» Prompt
Copy the lines of the data below verbatim, beginning with the line that contains "Expected: for every instance of the black" and continuing through the end of the data, with both ends included. Leave out the pictures.

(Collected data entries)
---+---
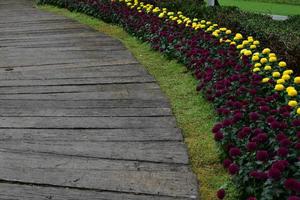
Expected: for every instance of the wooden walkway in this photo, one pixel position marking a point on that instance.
(80, 118)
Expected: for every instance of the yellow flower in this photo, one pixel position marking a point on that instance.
(240, 46)
(282, 64)
(257, 65)
(293, 103)
(263, 60)
(265, 80)
(228, 32)
(286, 77)
(279, 87)
(292, 93)
(255, 58)
(238, 36)
(272, 59)
(256, 69)
(297, 80)
(248, 53)
(266, 51)
(280, 81)
(256, 42)
(276, 74)
(267, 67)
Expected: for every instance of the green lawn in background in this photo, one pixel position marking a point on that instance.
(263, 7)
(194, 115)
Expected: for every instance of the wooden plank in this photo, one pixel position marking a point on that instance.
(87, 122)
(92, 174)
(86, 135)
(33, 192)
(77, 112)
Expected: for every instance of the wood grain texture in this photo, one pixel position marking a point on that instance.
(80, 118)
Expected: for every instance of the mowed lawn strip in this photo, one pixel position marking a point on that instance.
(194, 115)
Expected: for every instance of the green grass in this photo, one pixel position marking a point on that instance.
(194, 115)
(263, 7)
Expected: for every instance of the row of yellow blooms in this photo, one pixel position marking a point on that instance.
(265, 63)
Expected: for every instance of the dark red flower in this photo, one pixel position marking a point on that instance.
(226, 163)
(251, 146)
(292, 184)
(234, 151)
(219, 136)
(274, 173)
(233, 168)
(293, 198)
(262, 155)
(282, 152)
(221, 194)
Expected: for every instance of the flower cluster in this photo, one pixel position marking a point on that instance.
(254, 94)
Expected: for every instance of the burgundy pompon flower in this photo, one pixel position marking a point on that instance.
(293, 198)
(251, 146)
(274, 173)
(282, 152)
(262, 155)
(253, 116)
(221, 194)
(234, 151)
(233, 169)
(292, 184)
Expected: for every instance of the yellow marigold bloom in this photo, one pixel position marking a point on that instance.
(280, 81)
(292, 93)
(267, 67)
(297, 80)
(228, 32)
(255, 58)
(282, 64)
(245, 42)
(248, 53)
(263, 60)
(286, 77)
(288, 72)
(293, 103)
(266, 51)
(238, 36)
(265, 80)
(276, 74)
(256, 69)
(272, 55)
(290, 88)
(256, 42)
(240, 46)
(279, 87)
(272, 59)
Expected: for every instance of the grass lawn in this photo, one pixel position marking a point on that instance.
(195, 116)
(263, 7)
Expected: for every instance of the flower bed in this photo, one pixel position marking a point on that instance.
(254, 94)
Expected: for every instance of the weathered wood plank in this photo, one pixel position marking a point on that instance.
(86, 112)
(110, 176)
(86, 135)
(31, 192)
(87, 122)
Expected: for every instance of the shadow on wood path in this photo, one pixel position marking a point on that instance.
(80, 118)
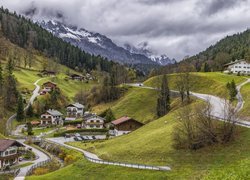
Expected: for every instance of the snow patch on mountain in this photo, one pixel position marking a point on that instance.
(144, 48)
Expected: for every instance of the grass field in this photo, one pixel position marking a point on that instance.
(83, 169)
(136, 103)
(152, 144)
(213, 83)
(245, 113)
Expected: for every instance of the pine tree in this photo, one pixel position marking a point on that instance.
(232, 90)
(1, 80)
(29, 129)
(20, 109)
(163, 101)
(30, 111)
(10, 92)
(109, 116)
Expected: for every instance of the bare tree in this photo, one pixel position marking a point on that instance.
(198, 127)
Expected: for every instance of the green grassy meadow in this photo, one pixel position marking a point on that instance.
(213, 83)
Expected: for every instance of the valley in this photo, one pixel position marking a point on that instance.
(75, 105)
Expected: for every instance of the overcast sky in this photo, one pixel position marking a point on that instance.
(174, 27)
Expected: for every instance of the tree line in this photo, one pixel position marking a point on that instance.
(31, 36)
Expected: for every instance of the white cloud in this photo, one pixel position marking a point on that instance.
(174, 27)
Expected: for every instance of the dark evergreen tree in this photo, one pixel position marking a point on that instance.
(20, 109)
(109, 115)
(232, 90)
(9, 89)
(29, 129)
(1, 80)
(206, 67)
(163, 101)
(30, 111)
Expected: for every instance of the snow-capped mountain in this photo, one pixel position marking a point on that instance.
(143, 48)
(94, 43)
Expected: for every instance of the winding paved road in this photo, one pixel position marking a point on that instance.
(41, 156)
(33, 97)
(217, 103)
(95, 159)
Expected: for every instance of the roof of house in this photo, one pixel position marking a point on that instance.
(54, 112)
(49, 82)
(76, 75)
(78, 105)
(45, 71)
(234, 62)
(35, 122)
(6, 143)
(122, 120)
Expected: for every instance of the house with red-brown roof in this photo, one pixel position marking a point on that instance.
(9, 152)
(125, 125)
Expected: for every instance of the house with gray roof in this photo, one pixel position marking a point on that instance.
(9, 152)
(74, 111)
(52, 117)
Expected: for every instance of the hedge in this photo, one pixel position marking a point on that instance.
(80, 130)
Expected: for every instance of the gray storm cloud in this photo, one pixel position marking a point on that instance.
(174, 27)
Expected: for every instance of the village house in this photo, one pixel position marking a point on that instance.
(9, 152)
(74, 111)
(47, 87)
(238, 66)
(93, 122)
(124, 125)
(52, 117)
(48, 73)
(76, 77)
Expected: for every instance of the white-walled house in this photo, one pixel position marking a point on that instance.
(53, 117)
(74, 111)
(93, 122)
(238, 66)
(9, 152)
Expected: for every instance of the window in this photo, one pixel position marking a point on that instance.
(12, 151)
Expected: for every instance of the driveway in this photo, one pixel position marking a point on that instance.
(41, 157)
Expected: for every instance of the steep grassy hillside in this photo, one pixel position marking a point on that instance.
(245, 113)
(152, 144)
(137, 103)
(211, 83)
(83, 169)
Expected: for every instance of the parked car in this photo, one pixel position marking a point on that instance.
(76, 139)
(77, 134)
(90, 138)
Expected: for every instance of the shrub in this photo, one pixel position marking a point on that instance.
(79, 130)
(69, 159)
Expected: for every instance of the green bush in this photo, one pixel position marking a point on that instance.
(72, 122)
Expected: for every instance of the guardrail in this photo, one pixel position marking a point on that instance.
(237, 122)
(13, 171)
(100, 161)
(138, 166)
(40, 164)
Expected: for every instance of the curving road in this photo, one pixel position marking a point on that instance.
(95, 159)
(41, 156)
(217, 103)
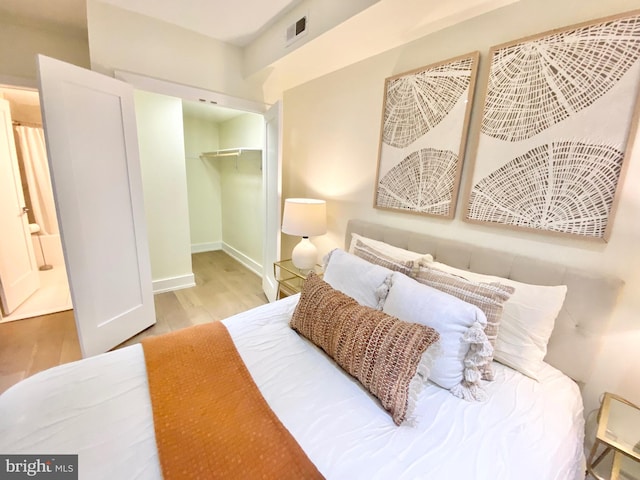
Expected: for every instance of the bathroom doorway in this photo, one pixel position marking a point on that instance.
(53, 294)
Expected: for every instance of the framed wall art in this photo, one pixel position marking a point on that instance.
(559, 116)
(423, 135)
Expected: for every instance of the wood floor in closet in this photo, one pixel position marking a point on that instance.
(224, 287)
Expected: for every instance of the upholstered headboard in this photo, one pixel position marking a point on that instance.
(587, 308)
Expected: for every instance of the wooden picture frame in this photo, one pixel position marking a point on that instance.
(425, 120)
(559, 118)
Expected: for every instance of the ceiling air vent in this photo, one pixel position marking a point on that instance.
(296, 30)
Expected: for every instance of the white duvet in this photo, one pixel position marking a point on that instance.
(99, 408)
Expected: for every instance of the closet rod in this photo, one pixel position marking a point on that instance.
(17, 123)
(222, 153)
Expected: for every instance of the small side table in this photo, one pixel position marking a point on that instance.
(290, 278)
(619, 433)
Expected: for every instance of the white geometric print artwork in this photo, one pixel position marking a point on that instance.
(534, 85)
(555, 129)
(564, 187)
(422, 182)
(423, 134)
(417, 103)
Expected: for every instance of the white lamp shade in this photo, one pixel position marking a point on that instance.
(304, 217)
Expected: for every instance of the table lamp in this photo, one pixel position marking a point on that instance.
(304, 217)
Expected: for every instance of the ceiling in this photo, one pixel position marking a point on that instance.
(237, 22)
(223, 20)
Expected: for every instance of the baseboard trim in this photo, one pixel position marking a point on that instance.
(173, 283)
(206, 247)
(252, 265)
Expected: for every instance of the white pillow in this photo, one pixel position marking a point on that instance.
(464, 345)
(396, 253)
(365, 282)
(528, 317)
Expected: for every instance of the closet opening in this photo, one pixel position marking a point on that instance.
(223, 154)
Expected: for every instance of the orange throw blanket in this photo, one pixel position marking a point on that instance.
(210, 419)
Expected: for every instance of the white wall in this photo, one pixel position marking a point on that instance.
(331, 137)
(203, 184)
(322, 15)
(124, 40)
(164, 179)
(21, 41)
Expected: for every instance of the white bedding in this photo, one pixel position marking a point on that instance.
(99, 408)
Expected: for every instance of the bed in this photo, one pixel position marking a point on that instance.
(99, 407)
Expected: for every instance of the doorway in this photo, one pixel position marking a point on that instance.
(53, 294)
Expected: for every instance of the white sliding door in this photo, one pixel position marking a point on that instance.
(90, 128)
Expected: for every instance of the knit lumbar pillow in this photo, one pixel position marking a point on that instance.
(391, 358)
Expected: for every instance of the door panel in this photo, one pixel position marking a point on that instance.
(272, 188)
(90, 128)
(18, 268)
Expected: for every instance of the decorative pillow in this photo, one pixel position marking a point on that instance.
(465, 347)
(488, 297)
(389, 357)
(371, 255)
(388, 250)
(528, 318)
(357, 278)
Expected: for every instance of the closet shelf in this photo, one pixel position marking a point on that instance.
(229, 152)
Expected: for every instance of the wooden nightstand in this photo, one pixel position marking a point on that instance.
(619, 434)
(290, 278)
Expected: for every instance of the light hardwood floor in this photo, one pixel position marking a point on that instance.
(223, 288)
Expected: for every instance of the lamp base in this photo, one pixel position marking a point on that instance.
(304, 255)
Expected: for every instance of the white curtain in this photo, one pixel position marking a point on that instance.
(34, 156)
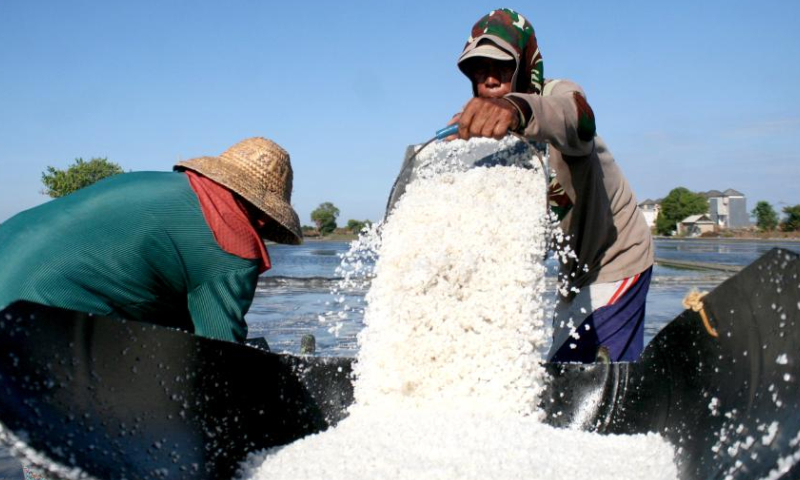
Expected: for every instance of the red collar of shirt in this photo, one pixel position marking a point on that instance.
(228, 220)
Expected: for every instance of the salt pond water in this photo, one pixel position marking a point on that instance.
(449, 368)
(296, 291)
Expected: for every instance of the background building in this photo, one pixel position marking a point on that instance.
(696, 225)
(728, 209)
(650, 209)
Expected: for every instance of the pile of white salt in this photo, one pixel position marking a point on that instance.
(449, 369)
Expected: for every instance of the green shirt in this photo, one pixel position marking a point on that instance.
(134, 246)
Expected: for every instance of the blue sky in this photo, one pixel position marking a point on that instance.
(696, 94)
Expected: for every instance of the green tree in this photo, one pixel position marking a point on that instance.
(58, 183)
(324, 217)
(766, 217)
(356, 226)
(792, 222)
(679, 204)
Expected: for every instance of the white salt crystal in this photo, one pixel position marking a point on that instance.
(449, 370)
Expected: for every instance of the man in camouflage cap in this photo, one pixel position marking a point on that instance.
(601, 309)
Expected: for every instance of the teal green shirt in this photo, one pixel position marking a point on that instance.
(134, 246)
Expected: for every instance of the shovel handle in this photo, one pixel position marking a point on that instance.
(445, 132)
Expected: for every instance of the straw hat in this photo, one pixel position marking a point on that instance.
(259, 170)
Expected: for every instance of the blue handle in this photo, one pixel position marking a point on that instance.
(445, 132)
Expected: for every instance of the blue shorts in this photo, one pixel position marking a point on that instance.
(617, 323)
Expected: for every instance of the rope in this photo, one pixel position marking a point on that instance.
(694, 302)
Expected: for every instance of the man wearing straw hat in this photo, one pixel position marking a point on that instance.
(181, 249)
(607, 247)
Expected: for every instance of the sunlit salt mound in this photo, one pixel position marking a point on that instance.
(439, 444)
(455, 312)
(449, 369)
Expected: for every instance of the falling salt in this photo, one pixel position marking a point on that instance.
(450, 369)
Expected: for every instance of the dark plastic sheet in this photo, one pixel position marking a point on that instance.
(130, 400)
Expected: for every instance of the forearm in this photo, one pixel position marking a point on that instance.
(562, 119)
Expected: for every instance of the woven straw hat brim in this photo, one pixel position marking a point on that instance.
(288, 229)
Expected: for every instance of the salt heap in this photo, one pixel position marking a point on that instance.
(449, 369)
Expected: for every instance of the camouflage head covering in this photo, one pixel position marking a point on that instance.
(514, 30)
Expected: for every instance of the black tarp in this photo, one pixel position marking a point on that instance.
(135, 401)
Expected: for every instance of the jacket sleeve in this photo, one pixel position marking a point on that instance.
(218, 306)
(562, 118)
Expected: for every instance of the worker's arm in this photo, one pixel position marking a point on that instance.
(563, 118)
(218, 305)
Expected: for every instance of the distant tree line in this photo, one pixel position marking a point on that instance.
(767, 218)
(324, 217)
(681, 203)
(58, 183)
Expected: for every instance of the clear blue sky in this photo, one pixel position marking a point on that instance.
(696, 94)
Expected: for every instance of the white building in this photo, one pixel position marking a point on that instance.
(650, 210)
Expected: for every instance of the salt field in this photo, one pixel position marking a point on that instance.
(449, 329)
(296, 292)
(449, 369)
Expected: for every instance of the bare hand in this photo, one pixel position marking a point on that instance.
(487, 117)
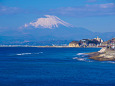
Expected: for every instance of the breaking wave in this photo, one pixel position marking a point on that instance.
(81, 54)
(19, 54)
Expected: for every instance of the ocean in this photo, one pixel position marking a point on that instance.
(32, 66)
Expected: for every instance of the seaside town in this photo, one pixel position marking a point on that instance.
(96, 42)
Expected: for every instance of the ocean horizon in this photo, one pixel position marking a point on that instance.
(32, 66)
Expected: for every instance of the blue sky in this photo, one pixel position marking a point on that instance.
(95, 15)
---+---
» Written answer
Expected: for every instance of the black tarp in this photo, one pixel position marking a point on that instance.
(135, 401)
Expected: for every instance of the jacket sleeve in this photo, one pixel position marking a point on that instance.
(218, 306)
(562, 118)
Expected: for every instance of the worker's arm in this photo, one pixel position marking a point on that instance.
(563, 118)
(218, 305)
Expected: for every instance of the distant tree line in this photo, one pixel position marking a point on that instance.
(767, 218)
(324, 217)
(681, 203)
(58, 183)
Expected: for every instance of the clear blue sky in this photo, one pixel position marking a point on that instance.
(696, 94)
Expected: for every instance of the white building in this photo, one pixel position marking a point on that instance.
(650, 210)
Expected: for every instance of the salt field in this photo, one pixel position marking a point on that instance.
(449, 329)
(296, 292)
(449, 369)
Expected: for every instance of the bare hand in this photo, one pixel position marking a point on that instance.
(487, 117)
Expected: for every instance of the breaking wave in this photo, one pixel position marking a point on that instance.
(81, 54)
(19, 54)
Expected: for every instance of the ocean in this photo, one pixel position marking a point on that instance.
(32, 66)
Expected: for every instance of the seaside town in this photo, one pixel position marking a point on that instance.
(96, 42)
Expected: for every instance of the ocean horizon in this photo, one pixel position marking a point on that instance.
(32, 66)
Expected: for every instance of the blue sky in this photo, one pixel position marking a point on that instance.
(95, 15)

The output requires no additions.